## What you are asked to do
Render everything from the line containing "to the tree" down to the final line of the items as a Markdown table with the columns Row and Item line, numbering each row and omitting blank lines. Include only those lines.

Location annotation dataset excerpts
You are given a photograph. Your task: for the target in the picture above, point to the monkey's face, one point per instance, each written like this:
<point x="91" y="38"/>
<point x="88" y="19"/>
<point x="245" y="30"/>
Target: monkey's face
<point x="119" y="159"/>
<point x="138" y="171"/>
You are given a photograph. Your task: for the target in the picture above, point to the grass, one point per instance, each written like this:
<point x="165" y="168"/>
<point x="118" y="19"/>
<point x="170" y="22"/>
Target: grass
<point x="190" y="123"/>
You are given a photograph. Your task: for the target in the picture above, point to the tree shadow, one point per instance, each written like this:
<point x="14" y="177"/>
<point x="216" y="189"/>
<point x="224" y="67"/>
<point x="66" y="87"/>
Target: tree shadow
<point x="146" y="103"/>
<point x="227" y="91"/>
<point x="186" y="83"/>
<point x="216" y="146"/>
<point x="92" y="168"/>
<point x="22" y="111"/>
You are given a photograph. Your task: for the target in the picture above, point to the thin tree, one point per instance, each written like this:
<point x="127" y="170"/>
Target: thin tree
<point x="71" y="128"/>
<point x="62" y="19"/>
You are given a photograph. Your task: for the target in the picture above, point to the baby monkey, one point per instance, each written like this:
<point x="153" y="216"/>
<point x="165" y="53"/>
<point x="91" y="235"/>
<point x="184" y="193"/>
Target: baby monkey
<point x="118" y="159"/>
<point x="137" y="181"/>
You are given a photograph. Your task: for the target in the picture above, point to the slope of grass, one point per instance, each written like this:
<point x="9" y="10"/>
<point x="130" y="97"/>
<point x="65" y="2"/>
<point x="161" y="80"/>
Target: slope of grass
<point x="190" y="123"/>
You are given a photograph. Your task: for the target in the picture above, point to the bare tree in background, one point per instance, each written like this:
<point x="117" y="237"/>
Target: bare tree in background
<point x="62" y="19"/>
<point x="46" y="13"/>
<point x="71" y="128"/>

## Correct result
| Row | Item line |
|---|---|
| 1 | You are given a photograph. Your task: for the target in the picture above, point to the tree shadow, one point per instance, each written like this: |
| 2 | <point x="14" y="177"/> |
| 3 | <point x="216" y="189"/> |
| 4 | <point x="224" y="67"/> |
| 5 | <point x="66" y="87"/> |
| 6 | Target: tree shadow |
| 7 | <point x="146" y="103"/> |
| 8 | <point x="227" y="91"/> |
| 9 | <point x="186" y="83"/> |
| 10 | <point x="216" y="146"/> |
| 11 | <point x="92" y="168"/> |
| 12 | <point x="22" y="111"/> |
| 13 | You are given a photograph. Your task: for the target in the picture above, point to the thin tree, one point per instance, each written like this: |
| 14 | <point x="127" y="170"/> |
| 15 | Target: thin tree |
| 16 | <point x="71" y="128"/> |
| 17 | <point x="62" y="19"/> |
| 18 | You are given a photograph. Your task: for the target in the picture above, point to the baby monkey, one point per instance, each written like this: |
| 19 | <point x="153" y="216"/> |
| 20 | <point x="165" y="53"/> |
| 21 | <point x="91" y="235"/> |
| 22 | <point x="184" y="193"/> |
| 23 | Target: baby monkey |
| 24 | <point x="118" y="159"/> |
| 25 | <point x="137" y="181"/> |
| 26 | You are given a photograph. Your task: for the target in the picture above, point to the slope of grass, one point per instance, each written like this: |
| 27 | <point x="9" y="10"/> |
| 28 | <point x="130" y="97"/> |
| 29 | <point x="65" y="2"/> |
| 30 | <point x="161" y="80"/> |
| 31 | Target: slope of grass |
| 32 | <point x="190" y="123"/> |
| 33 | You are given a photograph. Your task: for the target in the picture above, point to the bare tree in background, one point per instance, each written like this: |
| 34 | <point x="117" y="237"/> |
| 35 | Target: bare tree in background |
| 36 | <point x="62" y="19"/> |
| 37 | <point x="46" y="13"/> |
| 38 | <point x="71" y="128"/> |